- Given exercise 1
Can you format every line of the records as a JSON list of strings, one string per line, leaving out blank lines?

Amended by 1981 Tex. Laws (1st C.S.), p. 117, ch. 13, Sec. 1.
Property Tax Code is superior to any municipal charter or ordinance, see art. XI, Sec. 5, Texas Constitution.
The Code Construction Act (Chapter 311, Government Code) applies to the construction of each provision of this title except as otherwise expressly provided by this title.
Amended by 1985 Tex. Laws, p. 3323, ch. 479, Sec. 72.
Code Construction Act, see ch. 311, Government Code.
In this title:
(1) "Property" means any matter or thing capable of private ownership.
(2) "Real property" means:
(B) an improvement;
(C) a mine or quarry;
(D) a mineral in place;
(E) standing timber; or
(F) an estate or interest, other than a mortgage or deed of trust creating a lien on property or an interest securing payment or performance of an obligation, in a property enumerated in Paragraphs (A) through (E) of this subdivision.
(3) "Improvement" means:
(A) a building, structure, fixture, or fence erected on or affixed to land; or
(B) a transportable structure that is designed to be occupied for residential or business purposes, whether or not it is affixed to land, if the owner of the structure owns the land on which it is located, unless the structure is unoccupied and held for sale or normally is located at a particular place only temporarily.

- Given exercise 2
How would you sum up the tax code excerpt in two sentences?

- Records
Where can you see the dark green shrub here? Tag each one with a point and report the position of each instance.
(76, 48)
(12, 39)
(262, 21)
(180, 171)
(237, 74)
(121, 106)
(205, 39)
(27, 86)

- Task answer 1
[
  "Where can you see the dark green shrub here? Tag each one with a point and report the position of each instance.",
  "(76, 48)",
  "(12, 39)",
  "(262, 21)",
  "(180, 171)",
  "(237, 74)",
  "(121, 106)",
  "(205, 39)",
  "(27, 86)"
]

- Task answer 2
The Code Construction Act applies to the construction of each provision of this title except where the title expressly provides otherwise, and the Property Tax Code is superior to any municipal charter or ordinance. "Property" is defined as any matter or thing capable of private ownership, and an "improvement" includes a building, structure, fixture, or fence erected on or affixed to land.